Recorded data
= Beginning of Section =
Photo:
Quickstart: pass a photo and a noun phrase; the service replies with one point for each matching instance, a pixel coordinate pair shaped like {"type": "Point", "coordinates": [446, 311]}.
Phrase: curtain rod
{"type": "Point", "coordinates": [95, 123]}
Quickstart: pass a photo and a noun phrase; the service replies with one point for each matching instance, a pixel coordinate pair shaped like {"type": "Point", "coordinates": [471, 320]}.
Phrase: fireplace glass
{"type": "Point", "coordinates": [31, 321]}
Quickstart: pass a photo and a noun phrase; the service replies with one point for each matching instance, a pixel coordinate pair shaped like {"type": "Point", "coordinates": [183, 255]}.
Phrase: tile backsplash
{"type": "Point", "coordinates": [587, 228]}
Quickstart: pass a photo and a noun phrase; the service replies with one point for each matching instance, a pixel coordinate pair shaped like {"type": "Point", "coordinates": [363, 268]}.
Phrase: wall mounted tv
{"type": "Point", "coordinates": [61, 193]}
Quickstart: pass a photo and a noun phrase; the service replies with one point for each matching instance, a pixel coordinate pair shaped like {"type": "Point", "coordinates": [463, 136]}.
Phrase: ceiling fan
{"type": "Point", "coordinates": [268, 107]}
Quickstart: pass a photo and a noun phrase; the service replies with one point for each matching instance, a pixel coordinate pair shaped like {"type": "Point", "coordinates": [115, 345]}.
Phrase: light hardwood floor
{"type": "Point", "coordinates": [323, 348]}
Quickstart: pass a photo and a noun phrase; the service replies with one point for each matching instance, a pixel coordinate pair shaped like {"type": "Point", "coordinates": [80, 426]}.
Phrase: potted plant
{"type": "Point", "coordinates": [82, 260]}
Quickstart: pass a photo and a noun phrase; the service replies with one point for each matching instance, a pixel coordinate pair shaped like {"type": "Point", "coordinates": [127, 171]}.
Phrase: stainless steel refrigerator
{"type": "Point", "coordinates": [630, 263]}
= End of Section =
**PROBLEM REQUIREMENTS:** Copy out every entry, keeping each line exactly as it is.

**ANSWER SECTION:**
Photo:
Quickstart: pass a photo and a noun phrase; the service replies with one point for each matching instance, a pixel coordinate pair shaped like {"type": "Point", "coordinates": [446, 311]}.
Phrase: curtain rod
{"type": "Point", "coordinates": [95, 123]}
Quickstart: pass a photo and a noun phrase; the service replies with one point for each matching instance, a pixel coordinate pair shaped like {"type": "Point", "coordinates": [471, 320]}.
Phrase: fireplace glass
{"type": "Point", "coordinates": [31, 321]}
Quickstart: pass a photo and a noun phrase; the service replies with one point for each matching instance, a pixel coordinate pair shaped like {"type": "Point", "coordinates": [183, 255]}.
Phrase: tile backsplash
{"type": "Point", "coordinates": [587, 228]}
Quickstart: pass a photo and a noun phrase; the service replies with one point for each matching instance, a pixel coordinate pair shaped like {"type": "Point", "coordinates": [363, 268]}.
Phrase: wall mounted tv
{"type": "Point", "coordinates": [61, 193]}
Quickstart: pass a photo and a noun phrase; the service replies with one point for each matching instance, a pixel coordinate pair shaped like {"type": "Point", "coordinates": [463, 136]}.
Phrase: ceiling fan
{"type": "Point", "coordinates": [268, 107]}
Quickstart: pass a photo and a noun phrase; the service replies with one point for each matching instance, a pixel coordinate pair shaped like {"type": "Point", "coordinates": [115, 345]}.
Phrase: light hardwood floor
{"type": "Point", "coordinates": [323, 348]}
Quickstart: pass a photo and a noun phrase; the service replies with one point for each matching instance, a pixel coordinate pair shaped like {"type": "Point", "coordinates": [80, 426]}.
Phrase: potted plant
{"type": "Point", "coordinates": [82, 260]}
Quickstart: pass a photo and a noun phrase; the service replies with one point for each matching instance, a pixel coordinate pair shaped like {"type": "Point", "coordinates": [127, 171]}.
Phrase: stainless steel refrigerator
{"type": "Point", "coordinates": [630, 263]}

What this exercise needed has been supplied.